── Data shown ──

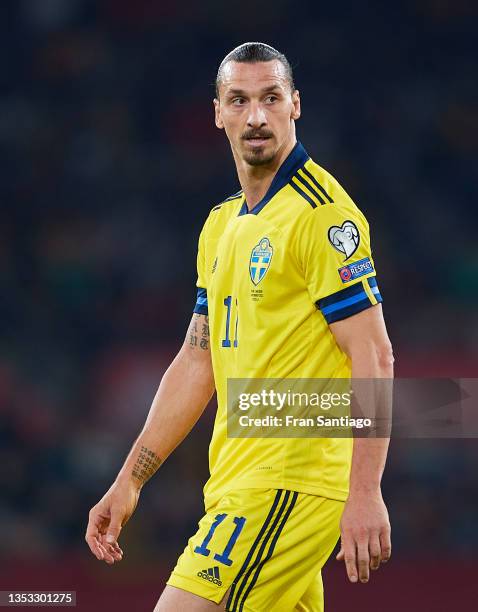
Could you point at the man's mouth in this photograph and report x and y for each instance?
(257, 140)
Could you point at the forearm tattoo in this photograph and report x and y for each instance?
(199, 332)
(146, 465)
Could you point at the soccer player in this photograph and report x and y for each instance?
(286, 289)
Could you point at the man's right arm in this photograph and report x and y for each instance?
(184, 392)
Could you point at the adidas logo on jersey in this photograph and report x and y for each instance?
(211, 575)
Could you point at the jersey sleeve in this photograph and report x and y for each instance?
(201, 283)
(337, 260)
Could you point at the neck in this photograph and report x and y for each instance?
(256, 180)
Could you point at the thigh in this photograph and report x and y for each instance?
(177, 600)
(284, 570)
(313, 599)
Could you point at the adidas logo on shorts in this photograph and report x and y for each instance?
(211, 575)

───

◆ Your objective: An exact repetition of all the records above is required, excluding the pictures.

◆ Written response:
Could you point at the man's mouth in this photograph and report x and y for each instance?
(257, 140)
Could you point at the forearm tattoo in this photograph and report x and y for each instance?
(199, 332)
(146, 465)
Could you point at the soccer player in this photograph and report x and y for each instance?
(286, 289)
Could you point at the man's right arm in this photograph and report x and y for each instance?
(184, 392)
Could you point at the adidas logo on jersey in this photograph and report x and y for each instance?
(211, 575)
Could you point at the jersey sleeve in this photograph and report x and y for each instance?
(201, 283)
(337, 260)
Could you point at the neck in this photograph and report x and y for each instance?
(256, 180)
Could you point at the thigh in this photograph and report x and y for each instance?
(177, 600)
(284, 570)
(313, 599)
Could you point at the adidas logo on shorts in this photograph and report x and y for each instance?
(211, 575)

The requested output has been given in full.